→ SET PROBLEM 1
Pick out every line of the rows that contains the string "promenade", treating case as significant.

Thursday, 26 February 2026

AWS Data Engineering Project Documentation

 Project Documentation

PART 1 — IAM Roles
  • Role 1 — Lambda Role
IAM → Roles → Create role
  •  Trusted entity type: AWS Service
  • Service: Lambda
  • Click Next
  •  Skip adding managed policies for now → click Next
  • Role name: lambda-pipeline-execution-role
  • Create role
Now add permissions — search for your new role and click it:

Permissions tab → Add permissions → Create inline policy
Click JSON tab → paste this:

{
  "Version": "2012-10-17",
  "Statement": [
    {
      "Effect": "Allow",
      "Action": [
        "glue:StartCrawler",
        "glue:GetCrawler",
        "glue:StartJobRun",
        "glue:GetJobRun"
      ],
      "Resource": "*"
    },
    {
      "Effect": "Allow",
      "Action": [
        "s3:GetObject",
        "s3:PutObject",
        "s3:ListBucket"
      ],
      "Resource": [
        "arn:aws:s3:::e-commerce-data-kpc",
        "arn:aws:s3:::e-commerce-data-kpc/*"
      ]
    },
    {
      "Effect": "Allow",
      "Action": [
        "logs:CreateLogGroup",
        "logs:CreateLogStream",
        "logs:PutLogEvents"
      ],
      "Resource": "*"

→ SET PROBLEM 2
In the AWS project documentation, rewrite the step block beginning "IAM → Roles → Create role" more briefly while keeping its main facts.

→ RECORD SET
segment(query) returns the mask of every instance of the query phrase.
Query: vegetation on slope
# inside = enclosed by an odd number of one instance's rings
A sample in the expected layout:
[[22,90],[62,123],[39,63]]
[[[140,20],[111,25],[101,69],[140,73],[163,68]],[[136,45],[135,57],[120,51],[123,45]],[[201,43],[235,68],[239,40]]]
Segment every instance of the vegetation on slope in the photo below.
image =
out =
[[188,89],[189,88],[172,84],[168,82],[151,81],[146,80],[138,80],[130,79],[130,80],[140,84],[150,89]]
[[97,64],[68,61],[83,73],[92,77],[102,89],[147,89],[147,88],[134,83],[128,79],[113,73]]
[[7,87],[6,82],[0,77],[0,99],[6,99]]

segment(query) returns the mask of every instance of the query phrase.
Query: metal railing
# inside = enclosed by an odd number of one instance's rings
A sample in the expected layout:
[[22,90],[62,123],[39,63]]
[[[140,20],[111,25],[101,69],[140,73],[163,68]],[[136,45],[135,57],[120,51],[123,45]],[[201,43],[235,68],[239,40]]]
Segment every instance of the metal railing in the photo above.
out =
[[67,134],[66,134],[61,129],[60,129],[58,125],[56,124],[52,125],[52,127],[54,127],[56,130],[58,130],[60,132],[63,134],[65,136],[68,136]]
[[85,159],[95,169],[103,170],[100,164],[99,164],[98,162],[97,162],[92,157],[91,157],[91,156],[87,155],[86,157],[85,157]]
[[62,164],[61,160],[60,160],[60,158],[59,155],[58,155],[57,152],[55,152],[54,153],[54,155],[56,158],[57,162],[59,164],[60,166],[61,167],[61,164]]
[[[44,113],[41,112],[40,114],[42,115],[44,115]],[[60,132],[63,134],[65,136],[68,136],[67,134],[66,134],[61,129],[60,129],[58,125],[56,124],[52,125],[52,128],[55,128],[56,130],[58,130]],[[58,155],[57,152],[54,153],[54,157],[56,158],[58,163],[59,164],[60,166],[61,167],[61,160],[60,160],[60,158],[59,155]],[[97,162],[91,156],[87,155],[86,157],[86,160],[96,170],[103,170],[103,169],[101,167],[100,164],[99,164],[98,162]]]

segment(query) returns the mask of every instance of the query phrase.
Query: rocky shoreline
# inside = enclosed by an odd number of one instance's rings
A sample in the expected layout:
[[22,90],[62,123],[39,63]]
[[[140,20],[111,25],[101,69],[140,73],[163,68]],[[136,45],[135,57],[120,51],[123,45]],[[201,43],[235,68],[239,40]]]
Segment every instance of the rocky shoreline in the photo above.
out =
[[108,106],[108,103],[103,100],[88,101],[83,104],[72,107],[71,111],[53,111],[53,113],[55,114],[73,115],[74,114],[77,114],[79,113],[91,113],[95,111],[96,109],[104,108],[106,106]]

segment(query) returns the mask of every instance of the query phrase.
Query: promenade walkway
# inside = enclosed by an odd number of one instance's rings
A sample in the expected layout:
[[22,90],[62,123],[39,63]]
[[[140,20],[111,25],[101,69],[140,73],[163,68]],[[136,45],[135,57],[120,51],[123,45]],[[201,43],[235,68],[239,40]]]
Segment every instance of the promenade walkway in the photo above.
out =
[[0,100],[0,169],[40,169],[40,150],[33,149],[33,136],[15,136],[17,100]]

→ COMPLETE ANSWER 1
Query: promenade walkway
Segment every instance of the promenade walkway in the photo above.

→ COMPLETE ANSWER 2
Go to IAM → Roles → Create role. Choose AWS Service as the trusted entity type and Lambda as the service, then click Next. Skip managed policies and click Next again. Name the role lambda-pipeline-execution-role and create it.